• WRITTEN REQUEST 1: Please translate this sentence from the report on value-added teacher evaluation into Spanish: "It is common knowledge that teacher quality is a key in-school factor affecting student achievement."
• WRITTEN REQUEST 2: Continue the report on value-added teacher evaluation from its final sentence, writing on past the point where it stops.

## Begin TEXT SECTION

CARNEGIE KNOWLEDGE NETWORK 

CONCLUDING 

RECOMMENDATIONS 


DAN GOLDHABER 
DOUGLAS N. HARRIS 
SUSANNA LOEB 
DANIEL F. MCCAFFREY 
STEPHEN W. RAUDENBUSH 


■ -i 




CARNEGIE KNOWLEDGE NETWORK 


What We Know Series: 


Value-Added Methods and Applications 



ADVANCING TEACHING - IMPROVING LEARNING 


CONCLUDING RECOMMENDATIONS 


It is common knowledge that teacher quality is a key in-school factor affecting student 
achievement. While the quality of teaching clearly matters for how much students learn, this 
quality is challenging to measure. Evaluating teacher quality based on the level of their 
students' end-of-year test scores has been one method of assessing teacher quality, but this 
approach favors those teachers of students who begin the year already at a high academic level. 
Value-added methodology is an alternative use of annual test score data to assess teacher 
quality. As opposed to using the level of student achievement on a test at the end of the year to 
assess a teacher's effectiveness, value-added methodology seeks to isolate a teacher's 
contribution to student growth from other factors that contribute to student achievement, such 
as prior achievement or socio-economic status. Methodologists generally agree that value- 
added estimates can serve as a gauge of some dimensions of teacher effectiveness.

## End TEXT SECTION
## Begin SOURCE MATERIAL

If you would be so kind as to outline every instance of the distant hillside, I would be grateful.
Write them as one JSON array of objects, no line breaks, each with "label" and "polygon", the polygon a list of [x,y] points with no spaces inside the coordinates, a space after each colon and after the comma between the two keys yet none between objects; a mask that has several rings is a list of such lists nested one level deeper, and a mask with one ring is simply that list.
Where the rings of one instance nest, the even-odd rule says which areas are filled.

## End SOURCE MATERIAL

• WRITTEN RESPONSE 1: Es bien sabido que la calidad docente es un factor clave dentro de la escuela que influye en el rendimiento de los estudiantes.

• WRITTEN RESPONSE 2:
Yet the experts also agree that value-added measures have significant limitations. Most clearly, 
they do not capture a teacher's entire contribution to student learning because they are based 
solely on test performance, itself an imprecise signal of teacher effectiveness. There is 
disagreement among experts on the extent to which value added is biased. For instance, there is 
room for disagreement about whether or how much statistical models can or should account for 
factors such as poverty, or how teachers can be compared across different classroom contexts. 
The comparability of value added is greater among teachers working in similar contexts, which is 
true of all forms of performance evaluation. Moreover, value-added measures are likely to vary 
according to the tests used to compute them. Because tests cover different content, they reflect 
different areas of student knowledge. Value added measures what the tests measure, and 
because these tests capture only a slice of what students are learning, value added reflects only 
that slice. Teachers could be effective or ineffective on outcomes not captured by students' 
scores on these tests.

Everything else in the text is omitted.